*WHAT YOU HAVE TO DO*
Can you write out every one of the records below again, swapping "broadcast frame" for "video still" and keeping everything else the same? Leave the pictures out of your answer.

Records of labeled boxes

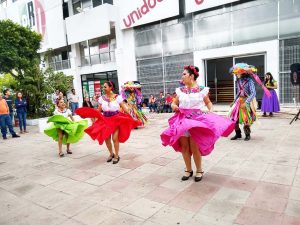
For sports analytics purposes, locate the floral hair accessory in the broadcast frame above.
[230,63,271,97]
[230,63,257,75]
[183,65,199,77]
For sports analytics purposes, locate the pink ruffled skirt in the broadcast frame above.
[160,109,235,156]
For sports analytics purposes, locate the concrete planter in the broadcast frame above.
[26,119,39,126]
[36,116,92,133]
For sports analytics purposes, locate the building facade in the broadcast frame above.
[0,0,300,105]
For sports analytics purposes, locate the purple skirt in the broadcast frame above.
[160,109,235,156]
[261,89,280,112]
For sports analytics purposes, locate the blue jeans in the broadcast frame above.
[0,114,16,137]
[9,112,14,123]
[17,112,26,131]
[71,102,79,115]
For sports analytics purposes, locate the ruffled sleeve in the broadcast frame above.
[116,95,123,104]
[200,87,209,98]
[98,96,103,105]
[175,88,181,97]
[67,109,72,116]
[53,109,59,115]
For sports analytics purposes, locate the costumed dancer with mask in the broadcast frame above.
[44,99,88,157]
[229,63,270,141]
[75,81,141,164]
[160,65,234,182]
[261,72,280,117]
[122,81,147,126]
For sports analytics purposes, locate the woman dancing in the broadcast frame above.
[44,99,88,157]
[76,81,141,164]
[261,72,280,117]
[161,65,234,182]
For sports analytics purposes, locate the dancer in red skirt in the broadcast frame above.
[76,81,141,164]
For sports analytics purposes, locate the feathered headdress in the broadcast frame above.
[121,81,143,104]
[230,63,271,97]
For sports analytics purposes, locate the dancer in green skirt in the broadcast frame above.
[44,99,88,157]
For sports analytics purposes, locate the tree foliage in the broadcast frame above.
[0,73,18,92]
[0,20,42,79]
[0,20,73,118]
[45,68,73,94]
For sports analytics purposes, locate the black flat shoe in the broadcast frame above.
[181,170,193,181]
[113,156,120,164]
[195,171,204,182]
[230,134,242,140]
[106,153,115,162]
[244,135,251,141]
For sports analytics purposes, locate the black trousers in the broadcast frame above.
[235,121,251,136]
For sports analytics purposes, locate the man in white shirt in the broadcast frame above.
[52,90,59,105]
[68,88,79,115]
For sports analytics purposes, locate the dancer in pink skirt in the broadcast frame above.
[160,66,235,182]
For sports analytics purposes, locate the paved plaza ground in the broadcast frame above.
[0,111,300,225]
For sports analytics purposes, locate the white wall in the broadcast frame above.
[0,0,66,52]
[194,40,280,93]
[116,24,137,86]
[66,4,117,44]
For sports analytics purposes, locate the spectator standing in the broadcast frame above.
[82,96,94,108]
[52,90,60,105]
[165,93,173,113]
[69,88,79,115]
[91,95,99,109]
[3,89,14,123]
[15,92,28,134]
[0,93,20,140]
[157,91,166,113]
[148,95,157,112]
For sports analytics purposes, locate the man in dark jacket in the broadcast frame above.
[3,89,14,122]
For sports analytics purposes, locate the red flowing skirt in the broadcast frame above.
[75,107,141,145]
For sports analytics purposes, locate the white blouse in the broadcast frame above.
[176,87,209,109]
[98,95,123,111]
[53,109,72,118]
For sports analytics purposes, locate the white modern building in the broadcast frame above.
[0,0,300,105]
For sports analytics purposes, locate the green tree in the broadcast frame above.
[44,68,73,94]
[0,20,73,118]
[0,74,18,92]
[0,20,42,80]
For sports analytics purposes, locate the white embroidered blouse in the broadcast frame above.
[98,95,123,111]
[53,109,72,118]
[176,87,209,109]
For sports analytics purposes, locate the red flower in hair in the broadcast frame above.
[183,65,199,77]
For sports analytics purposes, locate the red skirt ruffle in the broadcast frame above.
[75,107,141,145]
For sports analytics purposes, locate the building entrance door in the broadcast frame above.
[206,57,234,103]
[206,54,266,104]
[234,54,266,109]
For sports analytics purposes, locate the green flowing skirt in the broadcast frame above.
[44,115,88,144]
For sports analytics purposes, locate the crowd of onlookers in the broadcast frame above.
[0,89,28,140]
[143,91,176,113]
[52,89,99,115]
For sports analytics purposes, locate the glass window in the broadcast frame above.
[103,0,114,5]
[233,0,278,45]
[73,1,82,15]
[194,13,232,50]
[93,0,102,7]
[279,0,300,38]
[162,21,193,55]
[135,29,162,59]
[79,41,90,66]
[81,0,92,10]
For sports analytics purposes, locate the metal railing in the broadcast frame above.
[49,59,71,71]
[81,51,116,66]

*REPLY*
For sports analytics purposes, locate the floral hair accessory in the video still above.
[230,63,271,97]
[230,63,257,75]
[183,65,199,77]
For sports analytics purposes, locate the pink ruffled skirt in the video still above.
[160,109,235,156]
For sports analytics purposes, locate the concrete planter in the video still above.
[26,119,39,126]
[36,116,92,133]
For sports analytics purposes, locate the building facade in the video still above.
[0,0,300,105]
For sports analytics purposes, locate the purple skirt in the video still above.
[160,109,235,156]
[261,89,280,112]
For sports analytics purposes, locate the blue jeans in the video still above.
[0,114,16,137]
[9,112,14,123]
[17,112,26,131]
[71,102,79,115]
For sports analytics purposes, locate the ruffled sleeve in the video still above.
[116,95,123,104]
[200,87,209,98]
[98,96,103,105]
[175,88,181,97]
[67,109,72,116]
[53,109,59,115]
For sports analytics purposes, locate the costumed dancer with mask in the video still above.
[44,99,88,157]
[229,63,270,141]
[75,81,141,164]
[160,65,234,182]
[261,72,280,117]
[122,81,147,126]
For sports analytics purposes, locate the woman dancing in the video still above.
[44,99,88,157]
[76,81,141,164]
[261,72,280,117]
[161,65,234,182]
For sports analytics purposes, locate the dancer in red skirt in the video still above.
[76,81,141,164]
For sports analytics purposes, locate the feathered headdress in the video still above.
[121,81,143,104]
[230,63,271,97]
For sports analytics purposes, locate the dancer in green skirt in the video still above.
[44,99,88,157]
For sports analytics purposes, locate the tree foliage in the video still above.
[0,73,18,92]
[0,20,42,79]
[0,20,73,118]
[45,68,73,94]
For sports analytics purposes, locate the black flat shoe in the video still above.
[181,170,193,181]
[113,156,120,164]
[195,171,204,182]
[230,134,242,140]
[106,153,115,162]
[244,135,251,141]
For sports analytics purposes, locate the black trousers in the video still above.
[235,121,251,136]
For sports analytics purposes, locate the man in white shirt in the video still above.
[52,90,59,105]
[68,88,79,115]
For sports analytics purposes, locate the dancer in pink skirt in the video still above.
[160,66,235,182]
For sports analytics purposes, locate the paved plaza ground in the video still above.
[0,111,300,225]
For sports analytics purposes, locate the white wall in the video still above.
[0,0,66,52]
[194,40,280,93]
[116,24,137,86]
[66,4,117,44]
For sports analytics purposes, locate the spectator standing in the video still above.
[82,96,94,108]
[52,90,60,105]
[165,93,173,113]
[69,88,79,115]
[91,95,99,109]
[3,89,14,123]
[15,92,28,134]
[0,93,20,140]
[157,91,166,113]
[148,95,157,112]
For sports analytics purposes, locate the man in dark jacket in the video still above.
[3,89,14,122]
For sports analytics purposes, locate the red flowing skirt in the video still above.
[75,107,141,145]
For sports analytics purposes, locate the white blouse in the video still above.
[176,87,209,109]
[98,95,123,111]
[53,109,72,118]
For sports analytics purposes, locate the white modern building in the video still above.
[0,0,300,105]
For sports analytics purposes, locate the green tree in the video still above.
[44,68,73,94]
[0,20,73,118]
[0,74,18,92]
[0,20,42,80]
For sports analytics purposes, locate the white embroidered blouse in the video still above.
[98,95,123,111]
[53,109,72,118]
[176,87,209,109]
For sports analytics purposes, locate the red flower in hair in the video still above.
[183,65,199,77]
For sports analytics purposes, locate the red skirt ruffle in the video still above.
[75,107,141,145]
For sports analytics purposes, locate the building entrance door in the video still above.
[206,57,234,103]
[206,54,266,104]
[234,54,266,109]
For sports analytics purposes, locate the green flowing skirt in the video still above.
[44,115,88,144]
For sports analytics purposes, locate the crowd of onlookers in the video still above.
[0,89,28,140]
[143,91,176,113]
[52,89,99,115]
For sports analytics purposes, locate the glass window in the video still above.
[103,0,114,5]
[233,0,278,45]
[73,1,82,15]
[194,13,232,50]
[93,0,102,7]
[279,0,300,38]
[162,21,193,55]
[135,29,162,59]
[79,41,90,66]
[81,0,92,10]
For sports analytics purposes, locate the metal railing in the video still above.
[49,59,71,71]
[81,51,116,66]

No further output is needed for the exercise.